EXERCISE REQUIREMENTS
Everything in the listing below must be set down again exactly, apart from the pictures.

### DATA IN THIS EXERCISE ###

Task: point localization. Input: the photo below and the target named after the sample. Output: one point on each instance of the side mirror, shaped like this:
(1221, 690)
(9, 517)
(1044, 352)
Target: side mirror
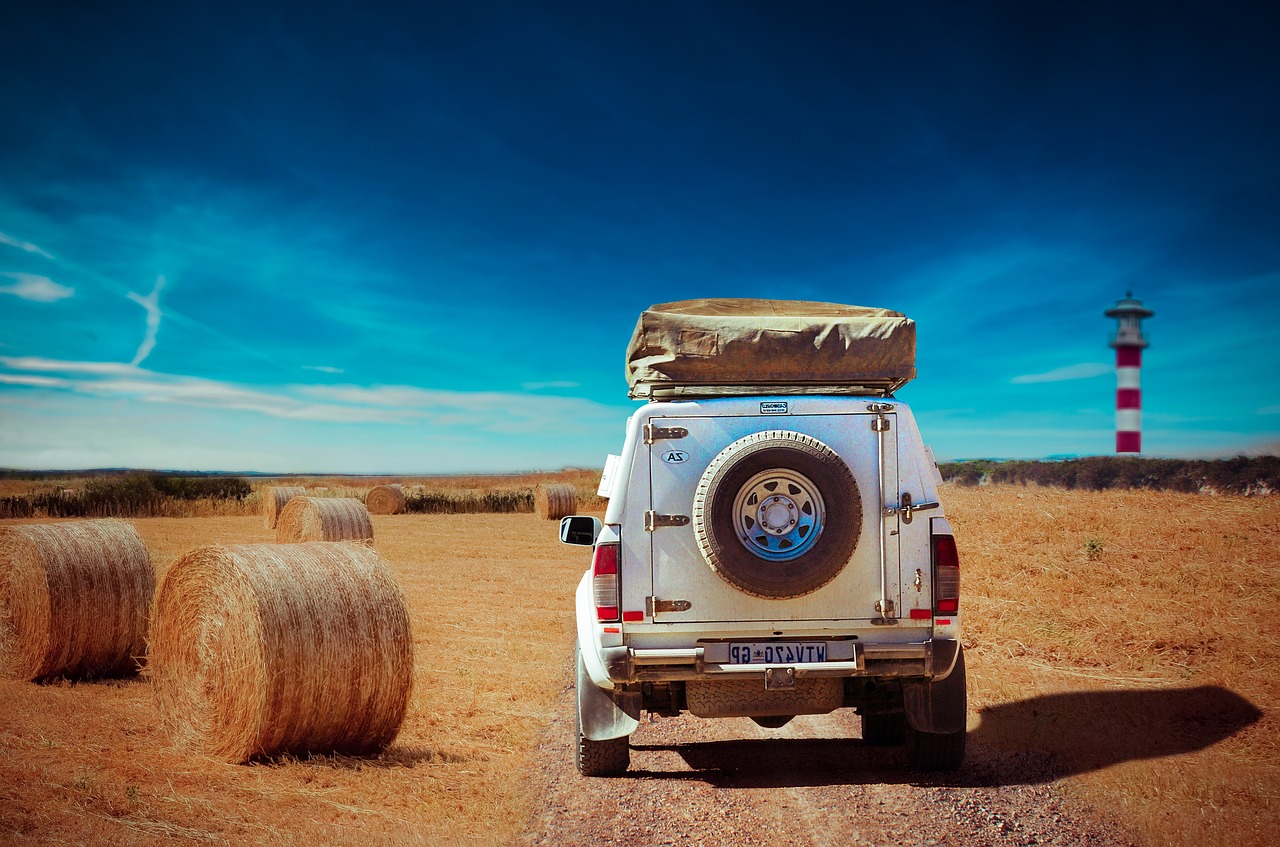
(580, 529)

###

TASK ANSWER
Task: point localization. Input: the photo below and the target named after the sample. Output: one point on each instance of the side mirror, shaped like this:
(1221, 690)
(9, 517)
(1044, 352)
Target: side mirror
(580, 529)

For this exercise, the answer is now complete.